Short exercise: Select every line below that contains the word "handle", and copy each one.

Data for the task:
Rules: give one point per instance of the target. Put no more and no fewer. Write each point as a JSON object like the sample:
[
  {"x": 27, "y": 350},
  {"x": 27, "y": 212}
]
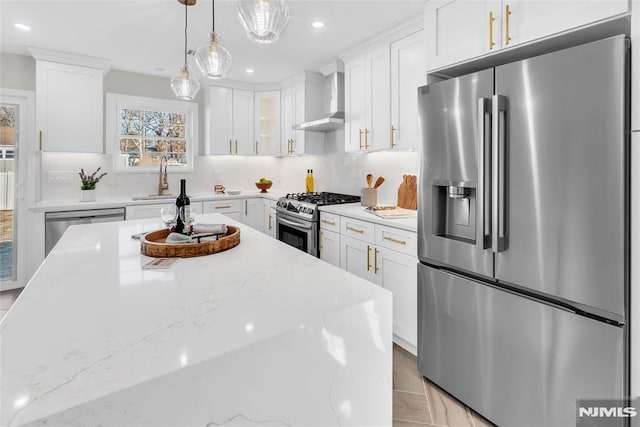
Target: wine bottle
[{"x": 183, "y": 208}]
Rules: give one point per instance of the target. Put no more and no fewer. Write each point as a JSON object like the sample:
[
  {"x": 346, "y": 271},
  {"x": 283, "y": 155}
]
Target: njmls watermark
[{"x": 605, "y": 413}]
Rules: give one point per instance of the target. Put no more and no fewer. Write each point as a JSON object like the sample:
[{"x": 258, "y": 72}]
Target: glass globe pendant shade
[
  {"x": 213, "y": 59},
  {"x": 184, "y": 85},
  {"x": 263, "y": 20}
]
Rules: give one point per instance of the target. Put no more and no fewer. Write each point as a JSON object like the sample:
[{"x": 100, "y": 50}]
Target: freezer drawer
[{"x": 514, "y": 360}]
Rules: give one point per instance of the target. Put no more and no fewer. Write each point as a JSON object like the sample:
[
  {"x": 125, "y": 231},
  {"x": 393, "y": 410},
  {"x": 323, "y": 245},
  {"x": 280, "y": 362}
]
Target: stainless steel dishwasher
[{"x": 57, "y": 222}]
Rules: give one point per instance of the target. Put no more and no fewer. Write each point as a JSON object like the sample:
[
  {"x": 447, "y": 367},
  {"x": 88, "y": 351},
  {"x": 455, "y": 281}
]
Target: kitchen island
[{"x": 261, "y": 334}]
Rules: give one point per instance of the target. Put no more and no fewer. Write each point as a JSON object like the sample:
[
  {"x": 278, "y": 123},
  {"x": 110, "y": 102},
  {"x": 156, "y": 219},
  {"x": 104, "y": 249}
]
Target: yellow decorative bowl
[{"x": 264, "y": 187}]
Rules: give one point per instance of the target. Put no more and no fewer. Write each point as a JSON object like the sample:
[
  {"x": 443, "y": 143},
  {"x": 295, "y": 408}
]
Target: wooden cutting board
[{"x": 408, "y": 192}]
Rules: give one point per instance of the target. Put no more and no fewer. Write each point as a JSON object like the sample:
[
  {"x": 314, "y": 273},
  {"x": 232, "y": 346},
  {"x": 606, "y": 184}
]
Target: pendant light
[
  {"x": 184, "y": 85},
  {"x": 263, "y": 20},
  {"x": 213, "y": 59}
]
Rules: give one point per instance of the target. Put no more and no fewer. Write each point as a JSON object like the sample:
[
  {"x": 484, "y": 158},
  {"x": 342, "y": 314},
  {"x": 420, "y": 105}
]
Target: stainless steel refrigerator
[{"x": 523, "y": 232}]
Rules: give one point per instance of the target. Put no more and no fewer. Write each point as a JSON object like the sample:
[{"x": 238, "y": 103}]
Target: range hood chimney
[{"x": 333, "y": 118}]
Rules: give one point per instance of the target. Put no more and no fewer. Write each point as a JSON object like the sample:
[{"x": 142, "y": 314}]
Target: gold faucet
[{"x": 163, "y": 183}]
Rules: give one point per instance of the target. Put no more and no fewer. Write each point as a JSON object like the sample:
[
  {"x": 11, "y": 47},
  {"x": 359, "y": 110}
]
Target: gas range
[{"x": 305, "y": 205}]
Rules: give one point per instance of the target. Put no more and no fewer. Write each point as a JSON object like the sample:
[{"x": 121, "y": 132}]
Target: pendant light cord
[
  {"x": 185, "y": 30},
  {"x": 213, "y": 16}
]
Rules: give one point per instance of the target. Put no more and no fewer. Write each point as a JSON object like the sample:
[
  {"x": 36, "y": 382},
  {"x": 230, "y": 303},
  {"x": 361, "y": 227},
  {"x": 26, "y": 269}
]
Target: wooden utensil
[{"x": 408, "y": 192}]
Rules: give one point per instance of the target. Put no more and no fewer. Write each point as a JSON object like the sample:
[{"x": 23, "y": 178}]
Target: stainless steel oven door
[{"x": 299, "y": 233}]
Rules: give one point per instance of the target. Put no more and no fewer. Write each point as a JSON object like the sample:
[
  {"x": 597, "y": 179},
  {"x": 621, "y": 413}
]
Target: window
[{"x": 140, "y": 131}]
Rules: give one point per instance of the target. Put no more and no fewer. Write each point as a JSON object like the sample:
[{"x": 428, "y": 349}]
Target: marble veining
[{"x": 96, "y": 339}]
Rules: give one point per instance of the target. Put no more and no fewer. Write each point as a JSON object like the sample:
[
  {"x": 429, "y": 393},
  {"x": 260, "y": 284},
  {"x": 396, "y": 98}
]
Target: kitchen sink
[{"x": 155, "y": 197}]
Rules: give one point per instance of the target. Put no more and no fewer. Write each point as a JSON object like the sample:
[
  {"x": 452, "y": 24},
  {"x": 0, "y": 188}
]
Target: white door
[
  {"x": 457, "y": 30},
  {"x": 243, "y": 141},
  {"x": 407, "y": 74},
  {"x": 220, "y": 120},
  {"x": 354, "y": 105},
  {"x": 356, "y": 257},
  {"x": 16, "y": 118},
  {"x": 330, "y": 247},
  {"x": 377, "y": 99}
]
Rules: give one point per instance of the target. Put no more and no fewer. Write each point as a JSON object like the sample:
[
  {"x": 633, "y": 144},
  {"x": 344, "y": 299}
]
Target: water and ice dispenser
[{"x": 454, "y": 210}]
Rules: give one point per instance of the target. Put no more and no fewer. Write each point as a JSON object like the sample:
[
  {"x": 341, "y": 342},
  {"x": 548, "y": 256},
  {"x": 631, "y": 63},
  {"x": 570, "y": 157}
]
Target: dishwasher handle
[{"x": 93, "y": 213}]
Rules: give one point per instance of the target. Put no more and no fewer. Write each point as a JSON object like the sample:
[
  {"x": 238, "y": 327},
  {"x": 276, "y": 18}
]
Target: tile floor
[
  {"x": 416, "y": 401},
  {"x": 419, "y": 403}
]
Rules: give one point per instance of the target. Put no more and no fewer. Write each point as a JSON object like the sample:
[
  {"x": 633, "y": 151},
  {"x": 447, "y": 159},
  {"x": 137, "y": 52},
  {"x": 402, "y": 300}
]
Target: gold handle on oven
[
  {"x": 391, "y": 239},
  {"x": 491, "y": 19},
  {"x": 375, "y": 261},
  {"x": 508, "y": 14}
]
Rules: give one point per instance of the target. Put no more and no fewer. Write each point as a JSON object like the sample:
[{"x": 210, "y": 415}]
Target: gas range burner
[{"x": 323, "y": 198}]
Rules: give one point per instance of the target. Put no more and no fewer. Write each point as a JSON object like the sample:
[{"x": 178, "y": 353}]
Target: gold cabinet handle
[
  {"x": 391, "y": 239},
  {"x": 507, "y": 13},
  {"x": 375, "y": 261},
  {"x": 393, "y": 130},
  {"x": 491, "y": 19}
]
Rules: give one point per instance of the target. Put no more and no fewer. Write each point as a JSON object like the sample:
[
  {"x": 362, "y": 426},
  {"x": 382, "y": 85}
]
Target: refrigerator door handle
[
  {"x": 483, "y": 231},
  {"x": 498, "y": 177}
]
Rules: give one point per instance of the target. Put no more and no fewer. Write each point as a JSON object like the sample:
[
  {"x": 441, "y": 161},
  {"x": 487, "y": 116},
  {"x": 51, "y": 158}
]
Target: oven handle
[{"x": 293, "y": 224}]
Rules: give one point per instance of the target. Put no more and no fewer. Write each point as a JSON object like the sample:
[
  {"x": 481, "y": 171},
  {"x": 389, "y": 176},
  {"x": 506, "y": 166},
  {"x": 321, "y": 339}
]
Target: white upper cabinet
[
  {"x": 459, "y": 30},
  {"x": 381, "y": 105},
  {"x": 230, "y": 121},
  {"x": 267, "y": 123},
  {"x": 367, "y": 101},
  {"x": 408, "y": 66},
  {"x": 69, "y": 108},
  {"x": 301, "y": 101}
]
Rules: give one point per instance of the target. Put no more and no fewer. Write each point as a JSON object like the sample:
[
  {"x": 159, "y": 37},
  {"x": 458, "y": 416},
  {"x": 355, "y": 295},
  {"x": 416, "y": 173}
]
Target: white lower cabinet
[
  {"x": 269, "y": 217},
  {"x": 153, "y": 211},
  {"x": 330, "y": 247},
  {"x": 387, "y": 257}
]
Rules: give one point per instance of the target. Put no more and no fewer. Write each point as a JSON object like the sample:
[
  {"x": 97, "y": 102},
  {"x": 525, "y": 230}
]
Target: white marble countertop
[
  {"x": 259, "y": 334},
  {"x": 357, "y": 211},
  {"x": 114, "y": 202}
]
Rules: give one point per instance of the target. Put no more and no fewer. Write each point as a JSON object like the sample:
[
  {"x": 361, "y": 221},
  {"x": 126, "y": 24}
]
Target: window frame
[{"x": 116, "y": 102}]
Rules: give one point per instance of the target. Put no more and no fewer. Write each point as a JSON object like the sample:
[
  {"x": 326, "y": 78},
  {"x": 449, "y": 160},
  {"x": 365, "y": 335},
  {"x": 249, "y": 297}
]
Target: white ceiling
[{"x": 147, "y": 36}]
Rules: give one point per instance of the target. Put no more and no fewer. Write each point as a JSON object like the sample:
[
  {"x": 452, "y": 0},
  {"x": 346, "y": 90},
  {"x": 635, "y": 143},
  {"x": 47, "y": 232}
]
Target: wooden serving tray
[{"x": 153, "y": 244}]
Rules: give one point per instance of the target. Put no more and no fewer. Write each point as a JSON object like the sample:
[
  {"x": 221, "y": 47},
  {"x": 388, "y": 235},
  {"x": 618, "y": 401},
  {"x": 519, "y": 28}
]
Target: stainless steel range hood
[{"x": 333, "y": 119}]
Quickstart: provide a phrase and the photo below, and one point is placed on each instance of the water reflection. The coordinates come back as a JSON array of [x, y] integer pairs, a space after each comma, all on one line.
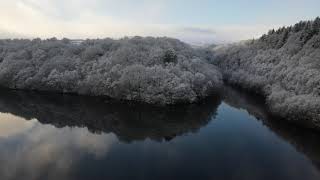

Complete answer:
Target: dishwasher handle
Target: gold handle on oven
Target: gold cabinet handle
Target: refrigerator door handle
Target: oven handle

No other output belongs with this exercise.